SOURCE MATERIAL:
-------------------------

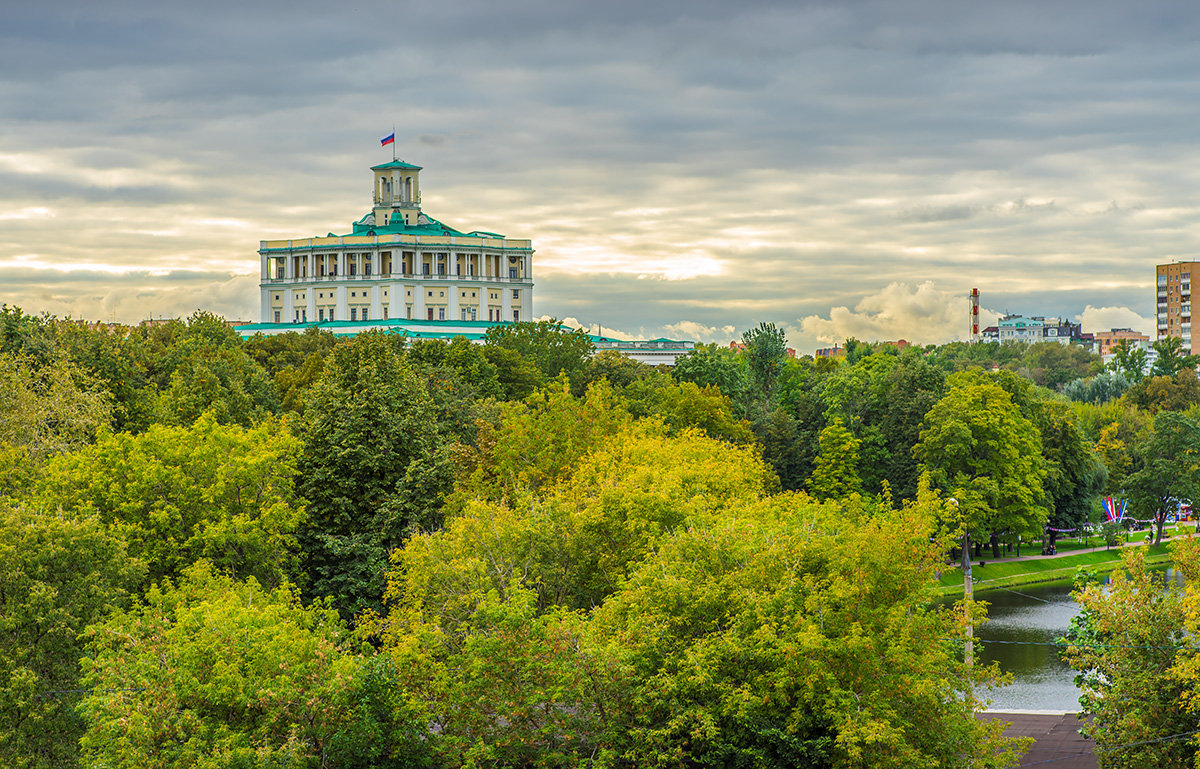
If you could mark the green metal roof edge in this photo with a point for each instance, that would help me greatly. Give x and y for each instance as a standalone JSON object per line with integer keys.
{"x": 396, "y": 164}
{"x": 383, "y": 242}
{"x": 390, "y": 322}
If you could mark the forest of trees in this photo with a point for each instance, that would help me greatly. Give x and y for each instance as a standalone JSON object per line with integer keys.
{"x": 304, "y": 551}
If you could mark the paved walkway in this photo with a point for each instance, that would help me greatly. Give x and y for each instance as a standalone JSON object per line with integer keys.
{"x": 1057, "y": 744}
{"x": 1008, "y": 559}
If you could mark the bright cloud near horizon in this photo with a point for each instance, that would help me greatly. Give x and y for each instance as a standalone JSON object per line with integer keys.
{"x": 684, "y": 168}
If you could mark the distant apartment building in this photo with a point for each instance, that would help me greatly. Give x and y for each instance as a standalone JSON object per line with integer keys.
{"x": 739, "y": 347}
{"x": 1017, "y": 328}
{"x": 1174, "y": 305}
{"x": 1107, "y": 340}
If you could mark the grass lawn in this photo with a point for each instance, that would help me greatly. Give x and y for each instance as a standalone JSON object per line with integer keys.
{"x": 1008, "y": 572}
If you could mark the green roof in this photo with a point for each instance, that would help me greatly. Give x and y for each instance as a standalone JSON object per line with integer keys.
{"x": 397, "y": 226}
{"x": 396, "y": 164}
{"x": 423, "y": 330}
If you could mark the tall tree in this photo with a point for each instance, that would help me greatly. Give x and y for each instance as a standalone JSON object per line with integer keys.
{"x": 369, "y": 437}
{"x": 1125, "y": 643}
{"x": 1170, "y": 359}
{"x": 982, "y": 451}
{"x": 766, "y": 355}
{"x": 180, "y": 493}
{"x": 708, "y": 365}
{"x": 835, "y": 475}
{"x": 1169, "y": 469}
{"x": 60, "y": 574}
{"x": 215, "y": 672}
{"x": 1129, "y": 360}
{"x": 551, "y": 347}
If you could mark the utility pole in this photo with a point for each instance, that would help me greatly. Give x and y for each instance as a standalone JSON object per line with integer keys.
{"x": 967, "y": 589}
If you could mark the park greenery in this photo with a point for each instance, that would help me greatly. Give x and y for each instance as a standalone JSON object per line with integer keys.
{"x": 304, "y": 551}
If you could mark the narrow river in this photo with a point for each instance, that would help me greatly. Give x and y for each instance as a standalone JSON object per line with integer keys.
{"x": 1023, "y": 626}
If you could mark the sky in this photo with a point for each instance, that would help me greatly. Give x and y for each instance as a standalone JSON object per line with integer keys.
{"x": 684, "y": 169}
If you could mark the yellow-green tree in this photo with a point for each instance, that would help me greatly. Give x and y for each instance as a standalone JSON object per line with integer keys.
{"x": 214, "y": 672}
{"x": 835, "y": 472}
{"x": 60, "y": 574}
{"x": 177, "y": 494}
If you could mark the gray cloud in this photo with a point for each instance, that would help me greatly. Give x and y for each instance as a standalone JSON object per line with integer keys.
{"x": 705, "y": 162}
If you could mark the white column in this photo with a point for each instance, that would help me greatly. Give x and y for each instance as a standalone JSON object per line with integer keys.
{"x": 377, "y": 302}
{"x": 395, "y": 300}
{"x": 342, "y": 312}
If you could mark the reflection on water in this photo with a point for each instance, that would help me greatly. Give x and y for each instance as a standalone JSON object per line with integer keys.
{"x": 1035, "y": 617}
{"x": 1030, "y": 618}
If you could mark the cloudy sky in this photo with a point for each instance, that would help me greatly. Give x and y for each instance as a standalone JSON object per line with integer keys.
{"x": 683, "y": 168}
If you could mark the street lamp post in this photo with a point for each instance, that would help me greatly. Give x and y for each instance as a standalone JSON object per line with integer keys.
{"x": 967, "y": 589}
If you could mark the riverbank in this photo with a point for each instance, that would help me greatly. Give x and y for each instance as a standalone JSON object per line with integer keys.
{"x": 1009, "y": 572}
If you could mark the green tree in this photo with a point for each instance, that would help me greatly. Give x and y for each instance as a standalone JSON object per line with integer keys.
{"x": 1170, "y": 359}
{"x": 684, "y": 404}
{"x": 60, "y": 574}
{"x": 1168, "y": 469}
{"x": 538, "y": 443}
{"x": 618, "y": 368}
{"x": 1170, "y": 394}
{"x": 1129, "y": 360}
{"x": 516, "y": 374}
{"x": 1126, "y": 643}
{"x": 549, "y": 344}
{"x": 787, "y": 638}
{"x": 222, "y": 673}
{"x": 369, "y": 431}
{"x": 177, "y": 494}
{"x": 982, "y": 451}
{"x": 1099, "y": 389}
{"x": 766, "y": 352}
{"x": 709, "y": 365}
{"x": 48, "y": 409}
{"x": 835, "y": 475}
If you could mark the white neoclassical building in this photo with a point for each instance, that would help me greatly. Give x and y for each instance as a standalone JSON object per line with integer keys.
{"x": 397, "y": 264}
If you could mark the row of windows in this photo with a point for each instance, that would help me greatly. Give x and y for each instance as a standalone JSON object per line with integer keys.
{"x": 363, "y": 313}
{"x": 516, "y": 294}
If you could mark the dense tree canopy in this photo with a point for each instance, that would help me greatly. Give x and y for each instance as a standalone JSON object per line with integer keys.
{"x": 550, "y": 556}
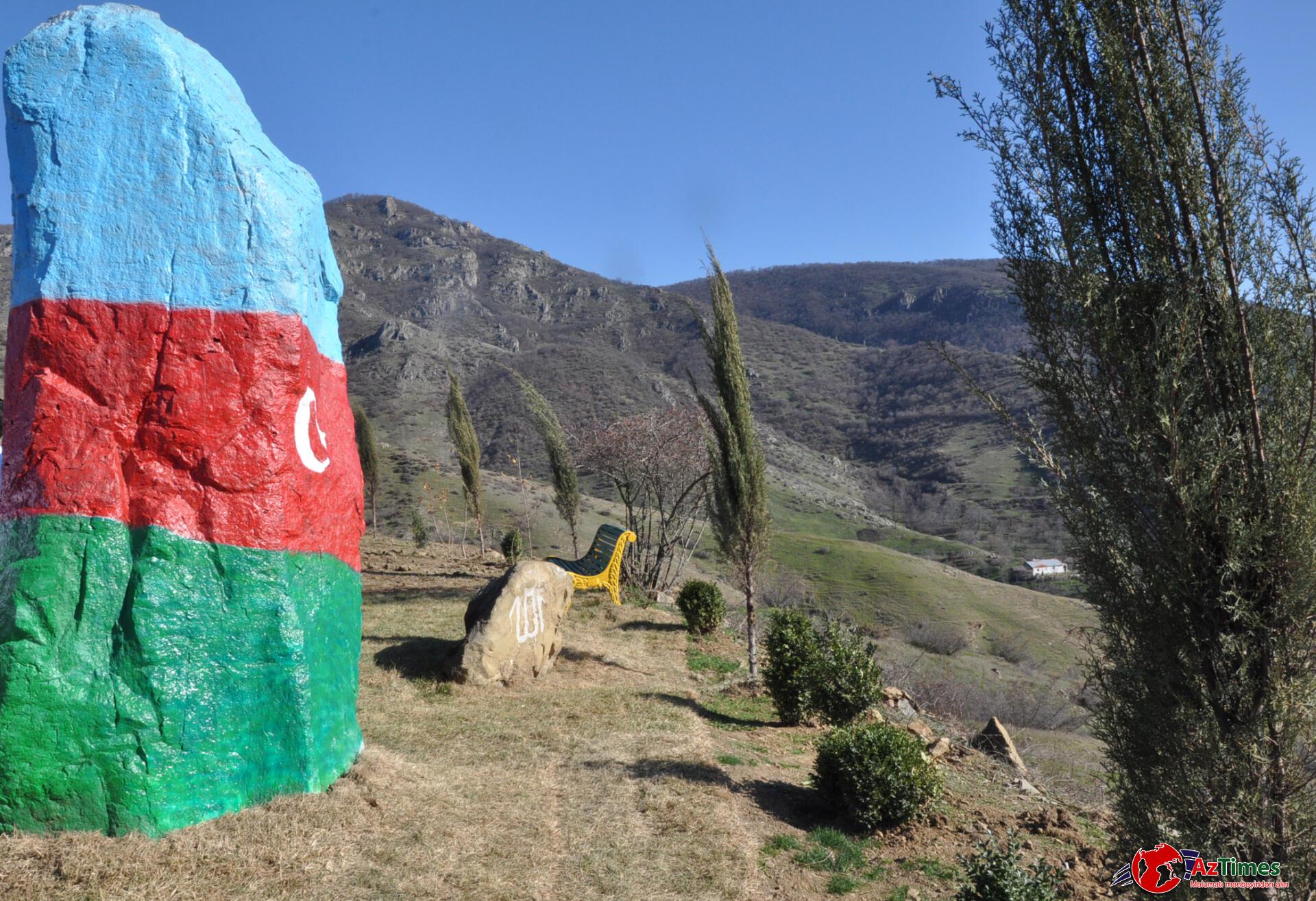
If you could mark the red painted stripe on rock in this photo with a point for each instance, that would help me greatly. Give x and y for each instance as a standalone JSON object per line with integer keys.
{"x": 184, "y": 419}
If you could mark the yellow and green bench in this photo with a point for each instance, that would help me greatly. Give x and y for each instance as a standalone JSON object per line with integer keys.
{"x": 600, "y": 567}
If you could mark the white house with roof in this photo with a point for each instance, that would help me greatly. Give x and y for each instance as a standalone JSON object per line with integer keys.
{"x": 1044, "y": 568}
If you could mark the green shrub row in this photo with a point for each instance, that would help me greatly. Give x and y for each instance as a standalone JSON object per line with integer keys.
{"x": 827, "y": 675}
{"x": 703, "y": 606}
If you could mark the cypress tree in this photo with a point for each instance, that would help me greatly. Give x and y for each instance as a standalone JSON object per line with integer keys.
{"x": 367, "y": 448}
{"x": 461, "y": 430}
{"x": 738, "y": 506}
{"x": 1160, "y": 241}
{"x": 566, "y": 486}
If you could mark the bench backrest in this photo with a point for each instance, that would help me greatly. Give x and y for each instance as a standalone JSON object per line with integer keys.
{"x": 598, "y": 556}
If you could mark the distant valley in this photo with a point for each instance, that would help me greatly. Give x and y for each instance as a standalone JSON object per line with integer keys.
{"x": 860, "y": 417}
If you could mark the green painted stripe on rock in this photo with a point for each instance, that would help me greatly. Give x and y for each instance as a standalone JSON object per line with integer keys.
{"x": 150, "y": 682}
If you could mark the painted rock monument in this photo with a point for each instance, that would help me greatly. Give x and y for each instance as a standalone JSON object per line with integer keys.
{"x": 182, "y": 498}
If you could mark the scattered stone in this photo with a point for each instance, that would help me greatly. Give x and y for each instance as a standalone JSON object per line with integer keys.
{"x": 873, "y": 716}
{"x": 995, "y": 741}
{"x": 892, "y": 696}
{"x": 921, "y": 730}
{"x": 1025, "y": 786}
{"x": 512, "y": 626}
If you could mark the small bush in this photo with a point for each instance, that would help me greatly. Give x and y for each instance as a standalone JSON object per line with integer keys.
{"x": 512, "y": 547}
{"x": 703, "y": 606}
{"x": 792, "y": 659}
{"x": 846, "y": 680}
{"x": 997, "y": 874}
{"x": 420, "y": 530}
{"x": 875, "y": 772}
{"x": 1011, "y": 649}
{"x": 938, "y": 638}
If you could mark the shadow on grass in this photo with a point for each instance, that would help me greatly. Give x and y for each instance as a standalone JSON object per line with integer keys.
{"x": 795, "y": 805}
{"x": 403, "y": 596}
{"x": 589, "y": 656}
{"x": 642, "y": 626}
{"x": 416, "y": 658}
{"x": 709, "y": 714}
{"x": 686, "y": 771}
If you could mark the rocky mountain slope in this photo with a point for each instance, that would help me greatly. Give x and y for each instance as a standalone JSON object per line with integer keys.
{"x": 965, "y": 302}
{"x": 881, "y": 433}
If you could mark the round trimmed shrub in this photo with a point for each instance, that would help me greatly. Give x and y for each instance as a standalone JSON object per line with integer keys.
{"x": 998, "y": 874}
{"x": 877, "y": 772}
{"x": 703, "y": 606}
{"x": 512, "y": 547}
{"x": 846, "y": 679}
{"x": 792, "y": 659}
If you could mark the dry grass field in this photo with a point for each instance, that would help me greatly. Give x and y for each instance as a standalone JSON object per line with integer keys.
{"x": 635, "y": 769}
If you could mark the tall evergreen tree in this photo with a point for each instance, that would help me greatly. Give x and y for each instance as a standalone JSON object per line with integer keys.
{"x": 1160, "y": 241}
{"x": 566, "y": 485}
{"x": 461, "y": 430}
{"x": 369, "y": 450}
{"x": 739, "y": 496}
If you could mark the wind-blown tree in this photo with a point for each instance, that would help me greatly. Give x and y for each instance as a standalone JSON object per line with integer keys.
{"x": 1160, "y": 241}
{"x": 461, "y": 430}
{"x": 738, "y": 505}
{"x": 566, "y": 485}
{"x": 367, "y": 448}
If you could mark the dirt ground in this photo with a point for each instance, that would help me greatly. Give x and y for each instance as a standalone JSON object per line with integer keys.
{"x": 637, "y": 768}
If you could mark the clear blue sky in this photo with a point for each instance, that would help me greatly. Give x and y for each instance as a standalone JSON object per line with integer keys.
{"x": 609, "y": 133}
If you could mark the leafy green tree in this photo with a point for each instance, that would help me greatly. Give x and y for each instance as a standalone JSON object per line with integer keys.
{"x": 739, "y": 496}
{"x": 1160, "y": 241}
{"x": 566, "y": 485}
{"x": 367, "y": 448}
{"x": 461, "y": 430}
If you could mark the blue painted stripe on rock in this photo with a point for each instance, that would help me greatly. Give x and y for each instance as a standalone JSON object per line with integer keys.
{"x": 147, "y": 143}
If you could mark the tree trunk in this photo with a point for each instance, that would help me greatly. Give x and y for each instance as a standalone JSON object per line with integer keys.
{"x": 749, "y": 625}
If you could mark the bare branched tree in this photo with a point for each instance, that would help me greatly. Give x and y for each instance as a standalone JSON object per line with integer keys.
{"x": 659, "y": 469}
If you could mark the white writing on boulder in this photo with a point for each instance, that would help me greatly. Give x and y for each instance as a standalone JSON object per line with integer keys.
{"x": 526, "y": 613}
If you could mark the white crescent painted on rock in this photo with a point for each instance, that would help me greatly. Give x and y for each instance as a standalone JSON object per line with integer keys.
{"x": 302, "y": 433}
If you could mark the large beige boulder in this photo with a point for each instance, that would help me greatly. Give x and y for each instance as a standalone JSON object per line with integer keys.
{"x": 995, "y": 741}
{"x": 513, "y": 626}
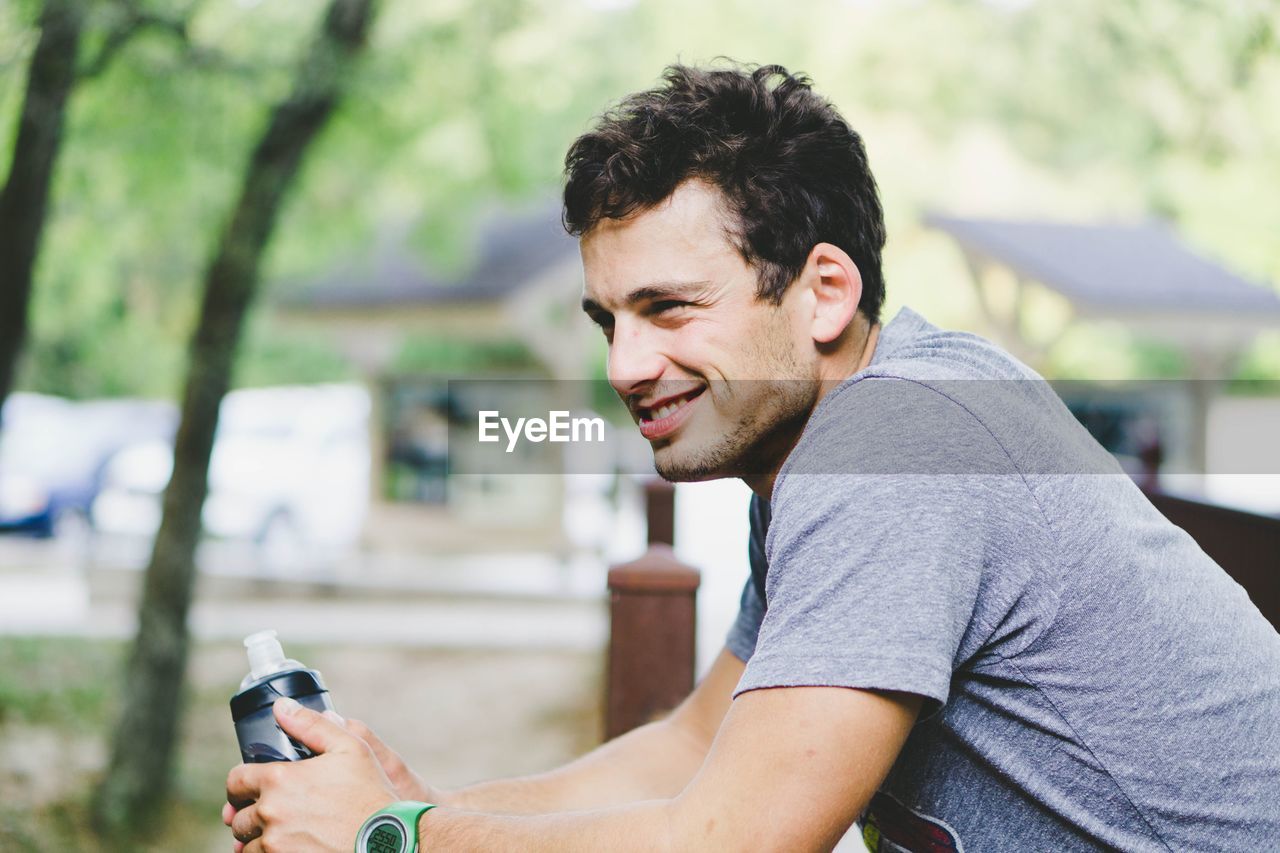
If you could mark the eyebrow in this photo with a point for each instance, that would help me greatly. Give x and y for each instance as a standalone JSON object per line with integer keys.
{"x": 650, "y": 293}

-------------------------

WHAT IS REQUIRED: Retype the records above exactly, starting at the line that contains "If you could mark the blue" and going through the last line, and leave out any pictures.

REPLY:
If you could mark the blue painted stripe on rock in this photo with a point for each instance, that would help me greatly. Give x and y for each instance as a standalone JSON object per line with integer keys.
{"x": 147, "y": 143}
If you could mark the tree trunk in this photo with a point for each instance, that would help me greatly. Give x and y for each instance as a standalone JSON object per line with integer keys.
{"x": 749, "y": 625}
If you could mark the bare branched tree in this photo with a point for each instance, that would help me greatly. Give x and y for each instance as a standalone JSON object per line with integer keys.
{"x": 659, "y": 469}
If you could mark the white writing on boulder in this photo with a point for each instance, that would help me greatly. Give x and y for each instance as a standalone JSON object per line with integer keys.
{"x": 526, "y": 613}
If you could mark the white crescent painted on rock in this photo with a point for each instance, that would help me greatly. Give x and y for each instance as a standalone JSON object per line with integer keys.
{"x": 302, "y": 433}
If you could mark the large beige boulder in this photo with a point for each instance, that would help me greatly. Give x and y for each instance as a standalone JSON object per line with integer keys.
{"x": 995, "y": 741}
{"x": 513, "y": 626}
If you could mark the eyebrow in this photo with a point for each instance, that would help me greatly. Give x and y for each instance as a standalone JSON object per line with integer keys.
{"x": 650, "y": 293}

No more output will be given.